#### WHAT TO PRODUCE:
Please copy every row below verbatim, changing nothing.

#### DATA EXTRACT:
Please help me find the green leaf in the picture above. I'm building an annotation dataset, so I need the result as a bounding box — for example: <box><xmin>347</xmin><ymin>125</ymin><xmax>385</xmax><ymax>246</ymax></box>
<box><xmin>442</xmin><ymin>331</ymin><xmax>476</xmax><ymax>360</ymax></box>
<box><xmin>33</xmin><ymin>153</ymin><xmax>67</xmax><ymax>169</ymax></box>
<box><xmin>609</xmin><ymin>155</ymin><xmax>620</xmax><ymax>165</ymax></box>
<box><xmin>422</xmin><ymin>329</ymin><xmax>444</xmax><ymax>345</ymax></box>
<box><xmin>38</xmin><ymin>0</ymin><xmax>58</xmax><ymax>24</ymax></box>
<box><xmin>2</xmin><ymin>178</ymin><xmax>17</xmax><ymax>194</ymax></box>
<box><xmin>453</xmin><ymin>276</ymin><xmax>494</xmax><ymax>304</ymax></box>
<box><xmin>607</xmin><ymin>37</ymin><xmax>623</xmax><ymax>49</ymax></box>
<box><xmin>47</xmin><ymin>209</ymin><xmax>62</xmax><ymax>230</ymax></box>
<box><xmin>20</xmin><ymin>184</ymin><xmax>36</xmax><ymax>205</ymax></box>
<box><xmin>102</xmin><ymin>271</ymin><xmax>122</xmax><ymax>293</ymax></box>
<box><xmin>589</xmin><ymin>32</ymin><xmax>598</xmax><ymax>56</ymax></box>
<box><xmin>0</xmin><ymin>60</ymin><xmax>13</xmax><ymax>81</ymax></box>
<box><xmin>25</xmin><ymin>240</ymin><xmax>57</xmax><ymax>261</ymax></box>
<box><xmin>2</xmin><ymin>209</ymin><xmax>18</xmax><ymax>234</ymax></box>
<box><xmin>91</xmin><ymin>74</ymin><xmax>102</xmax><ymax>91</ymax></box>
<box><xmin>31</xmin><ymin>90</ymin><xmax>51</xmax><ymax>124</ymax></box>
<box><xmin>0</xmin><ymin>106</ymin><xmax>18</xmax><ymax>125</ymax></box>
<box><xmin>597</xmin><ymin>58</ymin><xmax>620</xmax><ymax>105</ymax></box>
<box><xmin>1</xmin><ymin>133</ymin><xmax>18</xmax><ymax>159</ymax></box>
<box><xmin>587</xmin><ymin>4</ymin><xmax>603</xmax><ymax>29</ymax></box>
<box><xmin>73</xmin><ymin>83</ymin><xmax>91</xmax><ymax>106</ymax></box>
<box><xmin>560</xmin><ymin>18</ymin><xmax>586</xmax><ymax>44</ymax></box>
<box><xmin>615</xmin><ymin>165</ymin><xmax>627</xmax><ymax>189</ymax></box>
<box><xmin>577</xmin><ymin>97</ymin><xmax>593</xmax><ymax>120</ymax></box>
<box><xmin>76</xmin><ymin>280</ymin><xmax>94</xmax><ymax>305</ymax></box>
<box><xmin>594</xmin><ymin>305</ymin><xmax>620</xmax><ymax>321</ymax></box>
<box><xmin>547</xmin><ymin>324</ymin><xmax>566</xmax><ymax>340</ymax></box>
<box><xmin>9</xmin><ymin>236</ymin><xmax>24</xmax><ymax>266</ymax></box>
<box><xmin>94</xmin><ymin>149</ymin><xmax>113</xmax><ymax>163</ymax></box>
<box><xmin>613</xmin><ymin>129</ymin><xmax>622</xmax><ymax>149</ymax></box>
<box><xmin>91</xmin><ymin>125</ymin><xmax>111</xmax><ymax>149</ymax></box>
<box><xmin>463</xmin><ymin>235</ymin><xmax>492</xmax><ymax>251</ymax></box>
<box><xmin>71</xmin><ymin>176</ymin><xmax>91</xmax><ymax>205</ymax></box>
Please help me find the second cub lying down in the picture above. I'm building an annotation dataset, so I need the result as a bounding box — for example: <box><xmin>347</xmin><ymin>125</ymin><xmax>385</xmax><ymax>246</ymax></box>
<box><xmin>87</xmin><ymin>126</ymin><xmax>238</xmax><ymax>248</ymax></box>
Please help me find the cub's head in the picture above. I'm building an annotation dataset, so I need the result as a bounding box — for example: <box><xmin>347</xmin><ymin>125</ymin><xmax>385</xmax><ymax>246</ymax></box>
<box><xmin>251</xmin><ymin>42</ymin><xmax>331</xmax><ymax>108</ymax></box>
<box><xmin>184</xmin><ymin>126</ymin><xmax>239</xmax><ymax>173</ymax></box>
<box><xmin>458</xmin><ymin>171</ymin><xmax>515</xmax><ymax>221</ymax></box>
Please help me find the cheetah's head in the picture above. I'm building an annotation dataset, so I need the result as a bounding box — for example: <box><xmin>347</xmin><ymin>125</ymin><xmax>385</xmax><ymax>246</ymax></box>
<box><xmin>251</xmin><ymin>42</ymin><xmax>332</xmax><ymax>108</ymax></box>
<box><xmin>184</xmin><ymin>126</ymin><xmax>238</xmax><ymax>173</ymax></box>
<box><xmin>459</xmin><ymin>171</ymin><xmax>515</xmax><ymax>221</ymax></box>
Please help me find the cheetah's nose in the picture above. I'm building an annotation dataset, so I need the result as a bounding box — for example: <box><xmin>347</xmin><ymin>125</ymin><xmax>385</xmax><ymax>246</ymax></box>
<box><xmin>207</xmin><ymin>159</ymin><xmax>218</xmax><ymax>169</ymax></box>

#### EXERCISE RESPONSE:
Please help me find the green leaf in the picture above. I'm building an annotation dataset, so I need the result as a bounding box — for example: <box><xmin>347</xmin><ymin>125</ymin><xmax>385</xmax><ymax>246</ymax></box>
<box><xmin>442</xmin><ymin>331</ymin><xmax>476</xmax><ymax>360</ymax></box>
<box><xmin>33</xmin><ymin>153</ymin><xmax>67</xmax><ymax>169</ymax></box>
<box><xmin>609</xmin><ymin>155</ymin><xmax>620</xmax><ymax>165</ymax></box>
<box><xmin>422</xmin><ymin>329</ymin><xmax>444</xmax><ymax>345</ymax></box>
<box><xmin>38</xmin><ymin>0</ymin><xmax>58</xmax><ymax>24</ymax></box>
<box><xmin>2</xmin><ymin>178</ymin><xmax>17</xmax><ymax>194</ymax></box>
<box><xmin>453</xmin><ymin>276</ymin><xmax>494</xmax><ymax>304</ymax></box>
<box><xmin>607</xmin><ymin>37</ymin><xmax>623</xmax><ymax>49</ymax></box>
<box><xmin>47</xmin><ymin>209</ymin><xmax>62</xmax><ymax>230</ymax></box>
<box><xmin>20</xmin><ymin>184</ymin><xmax>36</xmax><ymax>205</ymax></box>
<box><xmin>102</xmin><ymin>271</ymin><xmax>122</xmax><ymax>293</ymax></box>
<box><xmin>589</xmin><ymin>32</ymin><xmax>598</xmax><ymax>56</ymax></box>
<box><xmin>0</xmin><ymin>60</ymin><xmax>13</xmax><ymax>81</ymax></box>
<box><xmin>25</xmin><ymin>240</ymin><xmax>57</xmax><ymax>261</ymax></box>
<box><xmin>2</xmin><ymin>209</ymin><xmax>18</xmax><ymax>234</ymax></box>
<box><xmin>91</xmin><ymin>74</ymin><xmax>102</xmax><ymax>91</ymax></box>
<box><xmin>31</xmin><ymin>90</ymin><xmax>51</xmax><ymax>124</ymax></box>
<box><xmin>0</xmin><ymin>106</ymin><xmax>18</xmax><ymax>125</ymax></box>
<box><xmin>597</xmin><ymin>58</ymin><xmax>620</xmax><ymax>105</ymax></box>
<box><xmin>1</xmin><ymin>133</ymin><xmax>18</xmax><ymax>159</ymax></box>
<box><xmin>587</xmin><ymin>4</ymin><xmax>603</xmax><ymax>29</ymax></box>
<box><xmin>73</xmin><ymin>83</ymin><xmax>91</xmax><ymax>106</ymax></box>
<box><xmin>560</xmin><ymin>18</ymin><xmax>586</xmax><ymax>44</ymax></box>
<box><xmin>615</xmin><ymin>165</ymin><xmax>627</xmax><ymax>189</ymax></box>
<box><xmin>577</xmin><ymin>97</ymin><xmax>593</xmax><ymax>120</ymax></box>
<box><xmin>76</xmin><ymin>280</ymin><xmax>94</xmax><ymax>305</ymax></box>
<box><xmin>594</xmin><ymin>305</ymin><xmax>620</xmax><ymax>321</ymax></box>
<box><xmin>547</xmin><ymin>324</ymin><xmax>566</xmax><ymax>340</ymax></box>
<box><xmin>9</xmin><ymin>236</ymin><xmax>24</xmax><ymax>266</ymax></box>
<box><xmin>94</xmin><ymin>149</ymin><xmax>113</xmax><ymax>163</ymax></box>
<box><xmin>613</xmin><ymin>129</ymin><xmax>622</xmax><ymax>149</ymax></box>
<box><xmin>91</xmin><ymin>125</ymin><xmax>111</xmax><ymax>149</ymax></box>
<box><xmin>463</xmin><ymin>235</ymin><xmax>492</xmax><ymax>251</ymax></box>
<box><xmin>71</xmin><ymin>176</ymin><xmax>91</xmax><ymax>205</ymax></box>
Please help me find the second cub lying down in the picture above. I'm building an annotation dataset, so I need the result as a bounding box — for example: <box><xmin>347</xmin><ymin>125</ymin><xmax>385</xmax><ymax>246</ymax></box>
<box><xmin>87</xmin><ymin>126</ymin><xmax>238</xmax><ymax>248</ymax></box>
Please help me find the cub's head in the picture above. I'm building an annotation dataset, so I need the result as a bounding box — for example: <box><xmin>347</xmin><ymin>125</ymin><xmax>385</xmax><ymax>246</ymax></box>
<box><xmin>251</xmin><ymin>42</ymin><xmax>331</xmax><ymax>108</ymax></box>
<box><xmin>184</xmin><ymin>126</ymin><xmax>239</xmax><ymax>173</ymax></box>
<box><xmin>458</xmin><ymin>171</ymin><xmax>515</xmax><ymax>221</ymax></box>
Please help me find the cheetah's head in the picture above. I'm building an annotation dataset, so I need the result as a bounding box — for example: <box><xmin>347</xmin><ymin>125</ymin><xmax>385</xmax><ymax>246</ymax></box>
<box><xmin>251</xmin><ymin>42</ymin><xmax>332</xmax><ymax>108</ymax></box>
<box><xmin>184</xmin><ymin>126</ymin><xmax>238</xmax><ymax>173</ymax></box>
<box><xmin>459</xmin><ymin>171</ymin><xmax>515</xmax><ymax>221</ymax></box>
Please help me find the cheetah's nose in the picture above. I'm building an annotation dataset, so I need the result as a bounding box — for example: <box><xmin>347</xmin><ymin>125</ymin><xmax>385</xmax><ymax>246</ymax></box>
<box><xmin>207</xmin><ymin>159</ymin><xmax>218</xmax><ymax>169</ymax></box>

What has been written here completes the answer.